:: EXTRAIT FOURNI ::
Entretien avec la Fédération d’art urbain

Claire Calogirou et Élodie Vaudry
Téléchargement (PDF)
Photographie de Gilbert Coqalane. Assemblée générale de la Fédération de l'art urbain à Paris, le 23 juin 2023

Comment, par qui et pourquoi est née l’idée de cette Fédération ?

L’idée de cette Fédération est née d’un différend juridique avec le ministère de la Culture.

Depuis 2015, le ministère a en effet souhaité encourager les pratiques de l’art urbain (comprenant notamment le graffiti, le néo-muralisme et le street art) à travers plusieurs projets. Il a notamment soutenu l’exposition À l’échelle de la ville !, présentée en avril 2018 au Palais Royal et portée par l’association Planète Émergences, sous le commissariat de Jean Faucheur. Plusieurs projets d’art urbain ayant reçu le soutien du ministère dans le cadre de l’appel à projets « street art » étaient ainsi présentés sur les vitrines du ministère de la Culture et au Palais-Royal. Parallèlement, deux interventions éphémères d’artistes urbains, Mégot et Module De Zeer, étaient installées dans la cour du Palais-Royal. L’artiste Module De Zeer avait notamment proposé des œuvres bichromes imprimées sur des grandes toiles, disposées sur la colonnade de la galerie des Proues. Bien qu’il s’agissait d’un hommage éphémère aux colonnes de Daniel Buren, ce dernier avait exigé fin mai 2018 le retrait immédiat de l’installation du Module De Zeer.

À la suite de cet événement fâcheux, des actrices et des acteurs de l’art urbain ont pris rendez-vous avec la Direction générale de la création artistique du ministère de la Culture (DGCA). De cette discussion en est sortie la volonté commune d’une meilleure connaissance du milieu de l’art urbain par deux actions concrètes : la réalisation d’une Étude nationale sur l’art urbain pour établir des actions prioritaires ainsi que la création d’une Fédération nationale.

L’Étude nationale a été rédigée par l’association le M.U.R. et rendue publique en 2019. Parallèlement, la Fédération a été créée en octobre 2018, sous une forme associative classique, portée par plusieurs membres fondateurs du secteur. Elle est présidée par Jean Faucheur depuis sa création et est devenue l’interlocutrice privilégiée du ministère de la Culture et de nombreuses collectivités territoriales et institutions publiques.

Quelles sont les missions de la Fédération ?
:::
:: ENTRÉES FOURNIES ::
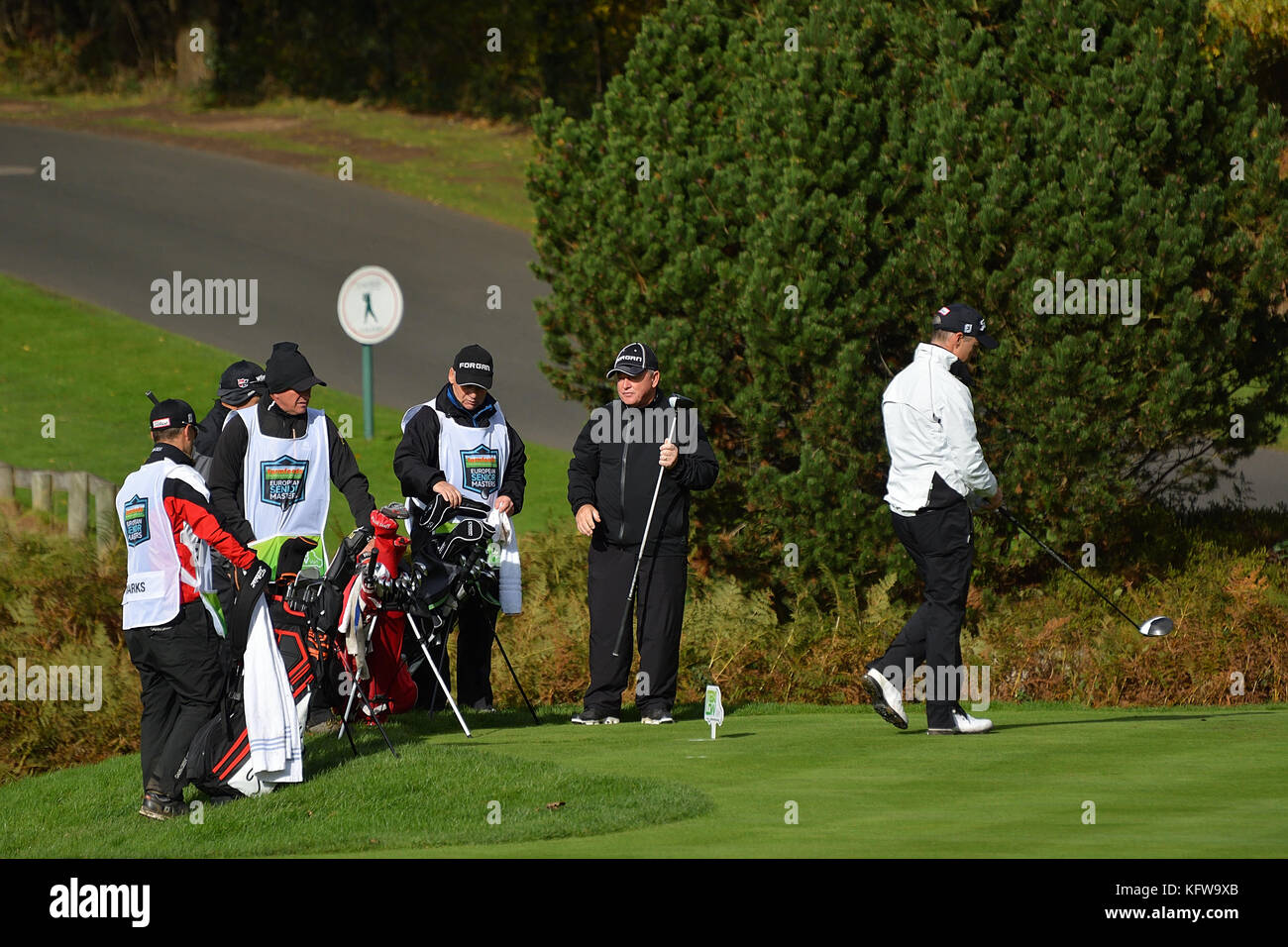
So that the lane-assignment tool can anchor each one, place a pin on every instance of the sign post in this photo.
(370, 308)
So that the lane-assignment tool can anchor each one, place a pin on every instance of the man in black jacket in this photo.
(610, 482)
(460, 445)
(240, 386)
(273, 463)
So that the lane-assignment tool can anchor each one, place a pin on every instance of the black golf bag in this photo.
(304, 612)
(447, 567)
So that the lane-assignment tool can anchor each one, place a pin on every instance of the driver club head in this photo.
(1157, 626)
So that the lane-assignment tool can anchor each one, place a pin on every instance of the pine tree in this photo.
(897, 159)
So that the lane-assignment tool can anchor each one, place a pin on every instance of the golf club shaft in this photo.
(522, 692)
(630, 598)
(420, 639)
(1056, 557)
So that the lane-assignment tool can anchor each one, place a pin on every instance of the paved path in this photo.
(124, 213)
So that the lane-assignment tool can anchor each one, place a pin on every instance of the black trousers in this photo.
(940, 544)
(657, 618)
(476, 624)
(181, 681)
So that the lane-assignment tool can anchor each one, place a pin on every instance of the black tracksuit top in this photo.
(226, 471)
(618, 480)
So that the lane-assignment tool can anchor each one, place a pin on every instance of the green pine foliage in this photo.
(769, 169)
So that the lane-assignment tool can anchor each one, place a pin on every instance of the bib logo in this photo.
(136, 521)
(482, 471)
(281, 482)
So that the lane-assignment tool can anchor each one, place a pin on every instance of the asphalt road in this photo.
(123, 213)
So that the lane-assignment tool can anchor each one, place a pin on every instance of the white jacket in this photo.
(930, 428)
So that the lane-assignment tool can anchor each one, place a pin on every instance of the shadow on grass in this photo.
(1134, 719)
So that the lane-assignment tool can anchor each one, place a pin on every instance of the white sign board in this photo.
(370, 305)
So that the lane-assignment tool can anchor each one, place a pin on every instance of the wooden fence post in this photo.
(42, 489)
(77, 504)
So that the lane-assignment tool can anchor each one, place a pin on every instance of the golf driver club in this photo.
(677, 402)
(1155, 628)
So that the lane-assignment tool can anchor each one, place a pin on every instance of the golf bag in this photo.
(373, 628)
(219, 761)
(449, 566)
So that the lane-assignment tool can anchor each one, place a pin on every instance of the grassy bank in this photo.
(102, 431)
(777, 783)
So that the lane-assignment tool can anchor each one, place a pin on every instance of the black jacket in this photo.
(207, 436)
(618, 480)
(416, 458)
(226, 471)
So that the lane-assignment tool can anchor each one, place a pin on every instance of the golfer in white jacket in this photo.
(936, 474)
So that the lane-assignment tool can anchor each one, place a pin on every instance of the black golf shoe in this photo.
(161, 806)
(590, 718)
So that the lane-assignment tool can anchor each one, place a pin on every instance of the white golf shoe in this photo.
(885, 698)
(965, 723)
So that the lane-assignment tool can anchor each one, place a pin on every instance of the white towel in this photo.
(271, 718)
(510, 578)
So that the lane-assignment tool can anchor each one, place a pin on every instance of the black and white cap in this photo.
(171, 412)
(632, 360)
(473, 367)
(958, 317)
(240, 382)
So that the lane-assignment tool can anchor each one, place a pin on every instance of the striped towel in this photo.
(271, 718)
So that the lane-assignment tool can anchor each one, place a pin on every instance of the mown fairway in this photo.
(1164, 783)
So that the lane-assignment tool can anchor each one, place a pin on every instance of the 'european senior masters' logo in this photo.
(281, 482)
(136, 521)
(482, 471)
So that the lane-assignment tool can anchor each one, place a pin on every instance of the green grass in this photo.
(467, 163)
(102, 425)
(1166, 783)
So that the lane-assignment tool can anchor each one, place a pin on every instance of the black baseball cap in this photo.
(632, 360)
(958, 317)
(288, 369)
(473, 367)
(240, 382)
(171, 412)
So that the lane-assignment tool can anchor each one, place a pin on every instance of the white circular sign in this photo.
(370, 305)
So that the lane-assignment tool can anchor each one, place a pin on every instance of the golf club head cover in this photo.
(250, 585)
(346, 561)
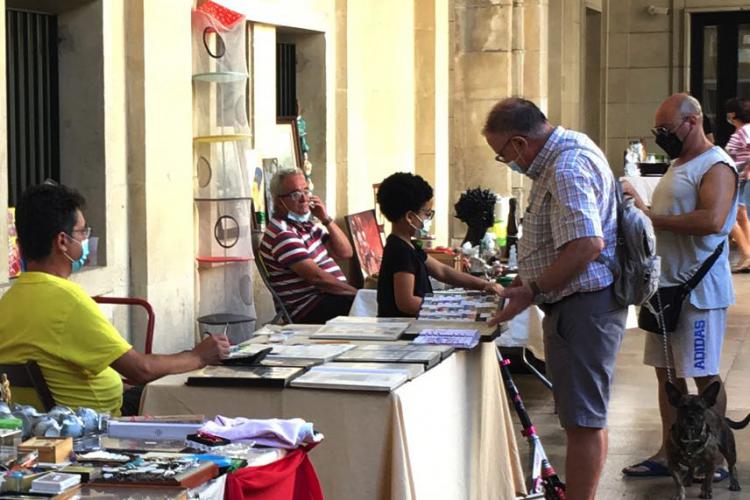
:::
▶ _CONSIGNE 1_: D'après l'entretien sur la Fédération d'art urbain, quand la Fédération a-t-elle été créée ?
▶ _CONSIGNE 2_:
Indiquez, s'il vous plaît, si chacune de ces affirmations concorde avec l'entretien sur la Fédération d'art urbain, en répondant par oui ou non et en citant les mots décisifs du texte.
(a) L'Étude nationale a été rédigée par l'association le M.U.R.
(b) Daniel Buren a exigé le retrait de l'installation de Mégot.
(c) L'exposition À l'échelle de la ville ! a été présentée en avril 2018 au Palais Royal.
▶ _CONSIGNE 3_: Poursuivez l'entretien sur la Fédération d'art urbain à partir de l'endroit où il s'arrête.

▶ _RÉPONSE ATTENDUE 1_: En octobre 2018.

▶ _RÉPONSE ATTENDUE 2_:
(a) Oui : « L’Étude nationale a été rédigée par l’association le M.U.R. et rendue publique en 2019 ».
(b) Non : « ce dernier avait exigé fin mai 2018 le retrait immédiat de l’installation du Module De Zeer ».
(c) Oui : « l’exposition À l’échelle de la ville !, présentée en avril 2018 au Palais Royal ».

▶ _RÉPONSE ATTENDUE 3_:
La Fédération de l’Art urbain a défini ses missions en se basant sur les conclusions de l’Étude nationale de l’art urbain. Elle a pour objet le soutien et la promotion de l’art urbain en France. Elle regroupe des adhérentes et adhérents du territoire métropolitain et des Outre-mer (artistes, professionnels, amateurs, associations, structures culturelles, collectivités territoriales, etc.) qu’elle représente à l’échelle nationale. Grâce à son Conseil d’Administration, son équipe salariée et ses adhérents bénévoles, elle souhaite encourager la reconnaissance artistique de l’art urbain et de ses pratiques, en lui offrant une meilleure visibilité et protection, tout en insistant sur sa singularité.

Les missions premières de la Fédération de l’Art urbain sont :

Pour répondre à ces enjeux, elle organise notamment des rencontres collectives aux quatre coins de la France autour de thématiques ciblées, des temps de travail et des formations pour connecter les acteurs et enrichir les réflexions communes. Elle est également pôle ressources à travers notamment son site Internet, afin d’encourager les bonnes pratiques pour porter un projet artistique et mieux protéger les artistes. Elle porte également un important projet d’archivage, Arcanes.

Quelles sont les actions de la Fédération qui permettent la reconnaissance de ces pratiques urbaines dans le milieu de la culture ?

La Fédération souhaite insister sur la pluralité des pratiques artistiques dans l’espace public, qui peuvent prendre des formes très diverses à travers des médiums très créatifs (peinture, sculpture, collages, textiles, rebut, etc.). Elle a la chance d’être à la croisée des discussions et endosse ainsi un rôle de médiateur de projets entre les artistes et les acteurs de l’art urbain, les commanditaires et les institutions culturelles.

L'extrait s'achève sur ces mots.